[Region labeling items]
━━━━
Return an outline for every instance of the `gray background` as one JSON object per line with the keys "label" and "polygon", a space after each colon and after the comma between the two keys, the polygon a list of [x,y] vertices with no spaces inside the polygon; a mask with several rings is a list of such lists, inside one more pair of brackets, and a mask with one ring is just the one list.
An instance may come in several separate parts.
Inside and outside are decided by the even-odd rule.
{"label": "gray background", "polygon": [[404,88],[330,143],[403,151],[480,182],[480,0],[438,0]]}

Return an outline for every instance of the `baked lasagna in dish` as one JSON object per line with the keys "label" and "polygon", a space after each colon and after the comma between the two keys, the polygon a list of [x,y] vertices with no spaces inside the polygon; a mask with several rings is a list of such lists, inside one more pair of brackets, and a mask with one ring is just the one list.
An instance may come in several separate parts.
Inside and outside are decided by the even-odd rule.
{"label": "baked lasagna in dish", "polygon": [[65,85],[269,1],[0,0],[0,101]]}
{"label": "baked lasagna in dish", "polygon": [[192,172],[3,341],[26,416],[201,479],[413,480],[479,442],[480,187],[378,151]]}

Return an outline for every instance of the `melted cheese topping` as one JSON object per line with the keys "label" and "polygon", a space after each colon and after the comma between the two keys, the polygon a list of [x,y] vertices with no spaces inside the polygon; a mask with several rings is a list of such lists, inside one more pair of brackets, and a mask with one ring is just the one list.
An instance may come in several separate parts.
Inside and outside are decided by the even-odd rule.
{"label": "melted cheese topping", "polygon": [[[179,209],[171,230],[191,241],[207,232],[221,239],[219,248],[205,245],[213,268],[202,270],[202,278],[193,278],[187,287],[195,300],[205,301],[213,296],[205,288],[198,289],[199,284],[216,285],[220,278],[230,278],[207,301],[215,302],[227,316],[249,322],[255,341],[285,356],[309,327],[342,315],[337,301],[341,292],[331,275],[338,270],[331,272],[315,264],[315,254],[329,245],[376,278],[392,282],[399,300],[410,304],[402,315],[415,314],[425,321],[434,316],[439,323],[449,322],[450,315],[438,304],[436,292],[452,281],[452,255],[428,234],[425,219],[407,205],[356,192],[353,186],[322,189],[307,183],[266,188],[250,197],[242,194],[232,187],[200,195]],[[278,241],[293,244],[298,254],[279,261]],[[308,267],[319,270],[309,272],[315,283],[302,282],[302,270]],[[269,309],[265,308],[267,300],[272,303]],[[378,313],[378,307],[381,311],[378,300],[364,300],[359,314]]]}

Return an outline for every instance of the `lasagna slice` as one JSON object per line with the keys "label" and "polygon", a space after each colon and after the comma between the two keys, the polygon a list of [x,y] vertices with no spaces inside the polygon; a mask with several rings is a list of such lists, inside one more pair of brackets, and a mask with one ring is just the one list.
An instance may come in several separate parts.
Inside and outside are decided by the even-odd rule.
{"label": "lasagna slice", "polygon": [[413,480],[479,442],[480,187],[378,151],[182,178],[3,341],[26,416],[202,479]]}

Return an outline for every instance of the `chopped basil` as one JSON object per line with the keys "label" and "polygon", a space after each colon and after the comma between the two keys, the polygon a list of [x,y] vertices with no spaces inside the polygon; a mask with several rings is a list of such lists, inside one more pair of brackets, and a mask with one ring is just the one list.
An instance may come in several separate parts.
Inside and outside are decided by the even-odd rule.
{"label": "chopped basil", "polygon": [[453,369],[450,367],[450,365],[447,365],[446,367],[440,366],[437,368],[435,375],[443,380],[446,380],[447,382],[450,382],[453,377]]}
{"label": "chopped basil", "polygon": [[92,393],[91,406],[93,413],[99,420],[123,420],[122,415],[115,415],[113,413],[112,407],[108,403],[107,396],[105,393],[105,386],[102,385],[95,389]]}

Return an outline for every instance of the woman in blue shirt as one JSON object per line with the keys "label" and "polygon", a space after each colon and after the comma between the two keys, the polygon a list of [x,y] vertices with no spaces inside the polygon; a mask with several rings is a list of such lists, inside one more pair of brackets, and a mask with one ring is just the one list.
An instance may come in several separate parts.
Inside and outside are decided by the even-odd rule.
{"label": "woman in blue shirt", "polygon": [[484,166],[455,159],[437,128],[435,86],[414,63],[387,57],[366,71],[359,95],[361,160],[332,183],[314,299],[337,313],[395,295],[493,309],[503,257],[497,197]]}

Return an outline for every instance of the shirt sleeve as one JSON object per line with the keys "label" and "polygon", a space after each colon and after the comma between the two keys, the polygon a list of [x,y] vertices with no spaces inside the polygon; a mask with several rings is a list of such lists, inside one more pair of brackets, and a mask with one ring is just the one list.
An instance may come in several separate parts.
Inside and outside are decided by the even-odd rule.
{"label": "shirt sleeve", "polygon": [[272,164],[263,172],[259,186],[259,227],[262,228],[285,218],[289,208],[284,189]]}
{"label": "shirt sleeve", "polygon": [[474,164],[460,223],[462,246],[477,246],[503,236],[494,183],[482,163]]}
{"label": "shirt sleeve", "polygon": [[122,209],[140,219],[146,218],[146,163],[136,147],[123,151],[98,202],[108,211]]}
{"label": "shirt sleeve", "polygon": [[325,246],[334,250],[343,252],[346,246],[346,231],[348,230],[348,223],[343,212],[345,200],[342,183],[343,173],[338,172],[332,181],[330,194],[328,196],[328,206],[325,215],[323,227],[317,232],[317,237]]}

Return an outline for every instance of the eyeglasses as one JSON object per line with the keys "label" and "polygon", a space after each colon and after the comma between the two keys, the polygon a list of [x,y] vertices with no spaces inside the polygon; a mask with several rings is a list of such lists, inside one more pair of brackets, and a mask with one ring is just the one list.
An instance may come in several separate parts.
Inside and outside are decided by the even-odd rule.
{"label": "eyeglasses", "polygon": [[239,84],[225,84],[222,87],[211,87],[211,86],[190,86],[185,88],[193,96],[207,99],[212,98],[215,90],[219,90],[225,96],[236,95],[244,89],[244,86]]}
━━━━
How many of the lines above contain the string "cheese"? Case counts; reply with the number alone.

2